TEXT SHOWN:
=-=-=-=-=

That's where I see the difference is that it's not that money is inherently evil. Money is a means by which, you know, we're provided with a life, you know, I mean the means in which to live. But the idea of that I will do whatever I need to do for money. I will, you know, sacrifice everything I need to sacrifice for money. That's that's where you know, and you know those people. You can recognize them almost immediately when that's their, their focus, rather than, no, I'm using this money to help others. I want to use this money to be able to advance a message or advance a type of, you know, living that is important and I want to share it with as many people as possible, right, I mean yeah it's the it's the it's.

Speaker 3:

The concept of something I've been speaking to lately is if you can't take it with you when you die, did you ever really own it? And if that's the case, are you not a steward of the things that have been given to you? And if you're a steward, then that means that it was never yours to begin with, but you're to give an account of the things that you've been entrusted, and so, for me, that's my lens to which I view the things in my life. Try to view right, but it's it's really answering that question of being a good steward and understanding that it's not my own. And therefore, how am I to use these resources that are given to me to give me a life of significance versus a worldly success standpoint? Sure.

=-=-=-=-=

Collected data
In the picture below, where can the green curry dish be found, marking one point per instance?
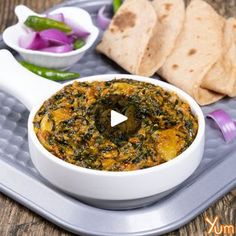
(74, 125)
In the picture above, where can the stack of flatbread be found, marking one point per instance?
(193, 48)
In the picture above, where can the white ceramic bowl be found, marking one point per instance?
(86, 183)
(47, 59)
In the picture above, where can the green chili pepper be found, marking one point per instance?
(79, 43)
(116, 5)
(51, 74)
(42, 23)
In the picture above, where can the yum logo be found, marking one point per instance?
(221, 229)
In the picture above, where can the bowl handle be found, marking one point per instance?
(26, 86)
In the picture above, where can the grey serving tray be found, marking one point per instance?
(215, 176)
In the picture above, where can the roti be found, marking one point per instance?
(142, 34)
(198, 48)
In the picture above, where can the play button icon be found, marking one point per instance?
(117, 118)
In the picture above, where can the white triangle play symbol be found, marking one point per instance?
(117, 118)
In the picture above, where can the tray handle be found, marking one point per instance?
(26, 86)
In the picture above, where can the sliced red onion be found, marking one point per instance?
(225, 124)
(72, 38)
(78, 30)
(33, 41)
(102, 20)
(58, 49)
(56, 16)
(54, 36)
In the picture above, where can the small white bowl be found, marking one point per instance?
(106, 189)
(47, 59)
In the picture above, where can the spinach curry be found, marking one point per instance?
(74, 125)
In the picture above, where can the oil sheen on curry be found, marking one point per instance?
(74, 125)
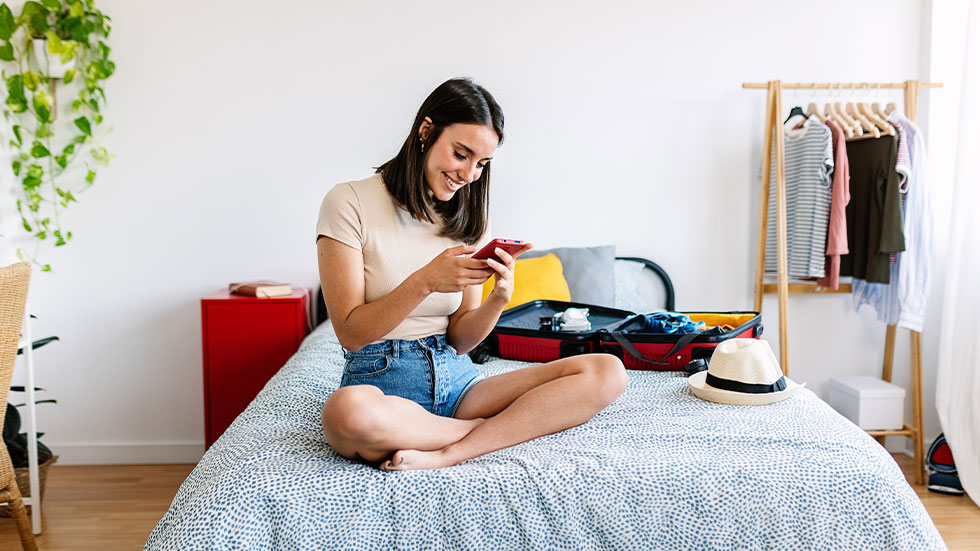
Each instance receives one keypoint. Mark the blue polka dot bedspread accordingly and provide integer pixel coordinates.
(657, 469)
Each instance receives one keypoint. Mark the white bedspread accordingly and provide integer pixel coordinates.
(657, 469)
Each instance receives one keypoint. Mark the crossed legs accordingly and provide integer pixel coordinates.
(498, 412)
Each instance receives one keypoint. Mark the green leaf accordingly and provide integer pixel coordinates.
(44, 131)
(83, 125)
(31, 80)
(15, 88)
(16, 105)
(42, 106)
(31, 182)
(101, 155)
(36, 17)
(7, 23)
(39, 151)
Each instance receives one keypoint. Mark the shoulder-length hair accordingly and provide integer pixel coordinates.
(464, 217)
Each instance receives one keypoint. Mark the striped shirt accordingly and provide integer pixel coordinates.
(809, 160)
(904, 301)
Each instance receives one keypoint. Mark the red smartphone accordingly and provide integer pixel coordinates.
(509, 245)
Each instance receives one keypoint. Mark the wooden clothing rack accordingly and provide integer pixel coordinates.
(774, 131)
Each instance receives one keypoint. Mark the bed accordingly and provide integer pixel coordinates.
(657, 469)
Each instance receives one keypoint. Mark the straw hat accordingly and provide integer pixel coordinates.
(743, 372)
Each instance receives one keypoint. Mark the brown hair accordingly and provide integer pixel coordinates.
(464, 217)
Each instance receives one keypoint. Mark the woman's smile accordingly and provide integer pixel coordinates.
(453, 185)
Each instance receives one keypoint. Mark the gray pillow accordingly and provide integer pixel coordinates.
(588, 271)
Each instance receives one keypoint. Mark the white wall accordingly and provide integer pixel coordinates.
(626, 124)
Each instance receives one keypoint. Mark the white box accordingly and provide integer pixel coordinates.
(869, 402)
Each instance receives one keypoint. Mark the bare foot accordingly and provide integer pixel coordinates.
(407, 460)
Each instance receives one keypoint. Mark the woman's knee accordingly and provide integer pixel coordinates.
(352, 413)
(608, 375)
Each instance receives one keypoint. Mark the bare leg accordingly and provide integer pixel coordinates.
(532, 402)
(362, 422)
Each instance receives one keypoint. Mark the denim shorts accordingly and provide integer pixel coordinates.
(426, 371)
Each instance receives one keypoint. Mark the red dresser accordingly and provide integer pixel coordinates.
(246, 340)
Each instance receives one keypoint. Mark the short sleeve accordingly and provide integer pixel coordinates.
(340, 217)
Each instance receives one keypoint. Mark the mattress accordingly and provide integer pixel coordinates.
(657, 469)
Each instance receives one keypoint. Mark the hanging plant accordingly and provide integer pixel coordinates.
(51, 41)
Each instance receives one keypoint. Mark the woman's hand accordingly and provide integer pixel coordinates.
(503, 287)
(451, 272)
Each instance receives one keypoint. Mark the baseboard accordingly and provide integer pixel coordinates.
(127, 453)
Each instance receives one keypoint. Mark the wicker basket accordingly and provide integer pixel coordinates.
(24, 482)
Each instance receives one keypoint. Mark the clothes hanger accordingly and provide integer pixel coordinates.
(867, 125)
(872, 117)
(855, 127)
(851, 109)
(795, 111)
(812, 110)
(876, 106)
(834, 114)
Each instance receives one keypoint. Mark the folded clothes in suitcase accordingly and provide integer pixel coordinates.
(642, 349)
(530, 332)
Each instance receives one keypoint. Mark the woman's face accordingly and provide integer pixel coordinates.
(457, 157)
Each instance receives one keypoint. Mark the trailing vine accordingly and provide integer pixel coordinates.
(46, 35)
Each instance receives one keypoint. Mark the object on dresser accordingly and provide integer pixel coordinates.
(869, 402)
(261, 288)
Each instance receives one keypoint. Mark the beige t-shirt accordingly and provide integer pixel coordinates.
(364, 216)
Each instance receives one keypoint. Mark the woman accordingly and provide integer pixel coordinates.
(404, 299)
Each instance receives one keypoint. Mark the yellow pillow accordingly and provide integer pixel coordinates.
(538, 278)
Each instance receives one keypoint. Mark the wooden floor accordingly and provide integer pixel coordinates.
(115, 507)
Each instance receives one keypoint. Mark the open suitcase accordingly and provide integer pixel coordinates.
(672, 352)
(519, 334)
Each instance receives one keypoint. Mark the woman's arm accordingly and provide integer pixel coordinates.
(472, 322)
(359, 323)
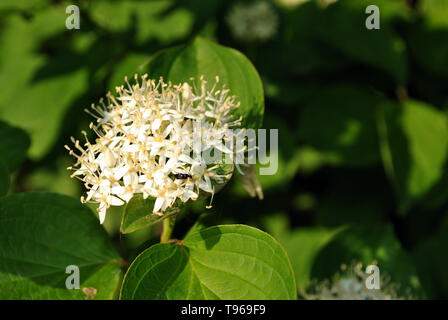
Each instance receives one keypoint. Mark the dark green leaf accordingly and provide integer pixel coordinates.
(44, 233)
(339, 122)
(4, 179)
(203, 57)
(414, 142)
(369, 244)
(14, 143)
(138, 214)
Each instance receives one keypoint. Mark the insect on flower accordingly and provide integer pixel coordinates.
(146, 138)
(182, 176)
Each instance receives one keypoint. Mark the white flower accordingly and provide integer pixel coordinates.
(351, 285)
(147, 143)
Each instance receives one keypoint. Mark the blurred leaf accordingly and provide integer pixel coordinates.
(128, 66)
(339, 122)
(342, 25)
(138, 214)
(414, 142)
(424, 43)
(369, 244)
(54, 178)
(37, 106)
(432, 263)
(435, 12)
(22, 4)
(42, 234)
(221, 262)
(41, 108)
(146, 19)
(203, 57)
(349, 199)
(4, 179)
(14, 143)
(301, 244)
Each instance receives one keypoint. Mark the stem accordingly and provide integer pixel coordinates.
(168, 225)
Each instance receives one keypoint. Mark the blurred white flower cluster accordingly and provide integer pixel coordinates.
(253, 22)
(146, 143)
(295, 3)
(350, 284)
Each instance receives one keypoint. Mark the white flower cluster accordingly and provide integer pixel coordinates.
(146, 144)
(255, 21)
(350, 285)
(296, 3)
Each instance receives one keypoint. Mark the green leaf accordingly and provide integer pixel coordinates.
(342, 26)
(435, 12)
(138, 214)
(203, 57)
(30, 99)
(14, 143)
(42, 234)
(369, 244)
(4, 179)
(156, 19)
(414, 141)
(346, 135)
(302, 245)
(424, 45)
(221, 262)
(432, 263)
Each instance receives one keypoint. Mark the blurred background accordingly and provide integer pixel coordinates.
(363, 132)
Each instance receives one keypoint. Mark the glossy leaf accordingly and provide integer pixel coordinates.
(138, 214)
(44, 233)
(203, 57)
(221, 262)
(414, 142)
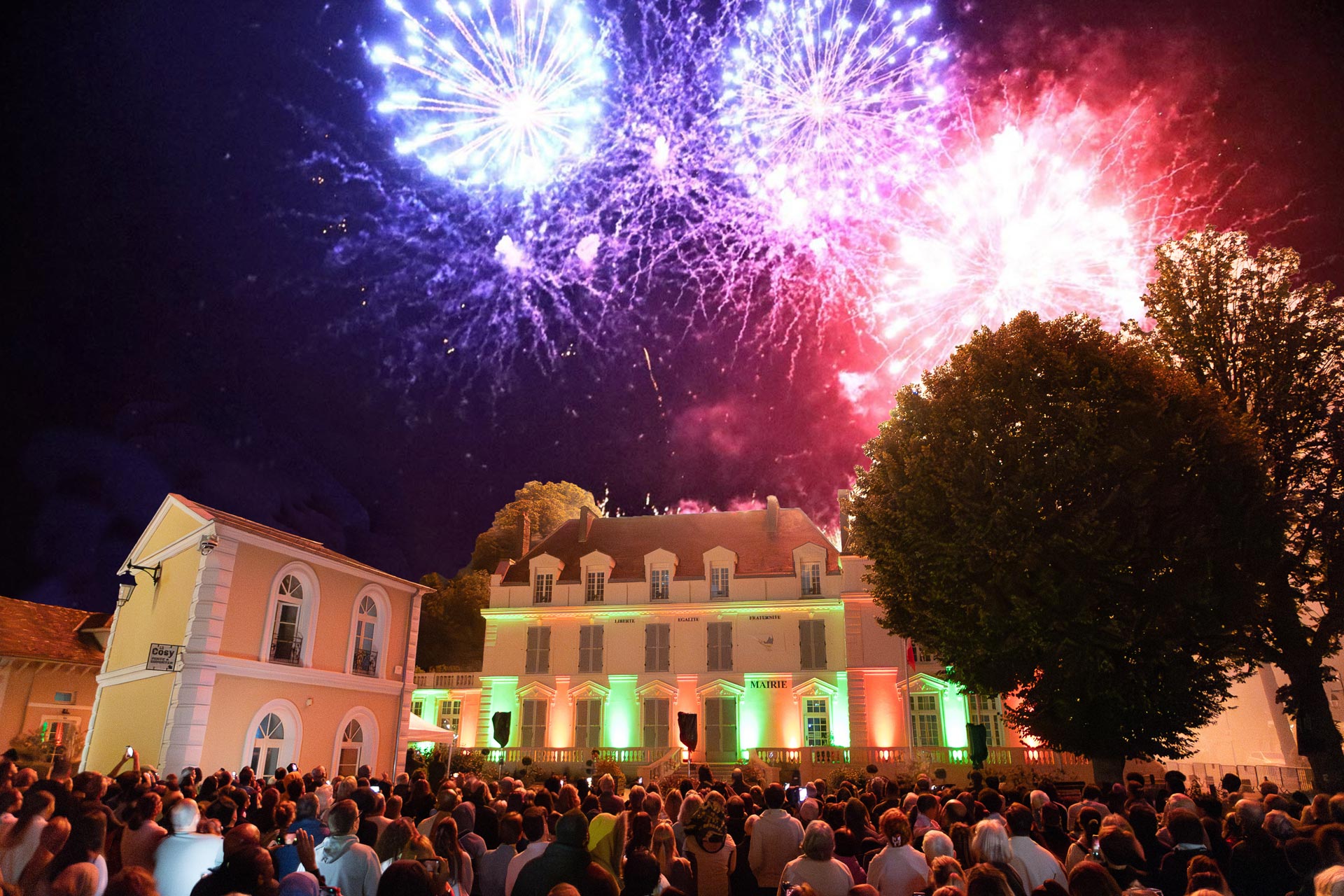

=-=-=-=-=

REQUIRED ACTIONS:
(a) In the conversation about money and stewardship, what question has the speaker been raising lately about ownership?
(b) Carry on the conversation about money and stewardship from the point where it stops.
You won't need the entries for either task.

RESPONSES TO THE EXERCISE:
(a) If you can't take it with you when you die, did you ever really own it?

(b)
Speaker 2:

Do you think you know we're I want to get back to favorite things because they're fun, but do you think that there's a? Is it easier to have that philosophy of money when you are more comfortable, or do you think it is something that someone, regardless of their financial circumstances, can have that mindset and be blessed by it, whether they're, you know, rolling in dough, whatever, or you know, just very comfortable that they don't have to worry about? As I remember earlier in our marriage, I, you know, we were living from paycheck to paycheck, you know, and the idea of saving money for anything was, you know, just how how would we do that? And that it's a much more difficult place to be in financially and to be able to, I think, ascribe to what you're talking about. But you still have to do it right. I mean, I still had to realize I do need to be good with the resources that I have and I can't expect to be trusted with more if I'm not good with what I have right now right and you hit the nail on the head.

Speaker 3:

Like, how do you expect to? Like? A lot of people just think that money is going to solve all their problems. Well, that's not the case. And so, if you don't have fundamental principles or guidelines or a filter value set that you're using to help make decisions with, then, like, my thing is, is someone who doesn't, I can't remember how it goes. If you don't stand for anything, or if you don't, I can't remember how it goes. But regardless, yeah, but my, so my, my point is is that if, if you can't be a good steward of the little that you have, you won't be given more. So if you're, if you're stressed out and you're, you know, freaking out about I want more and more and more.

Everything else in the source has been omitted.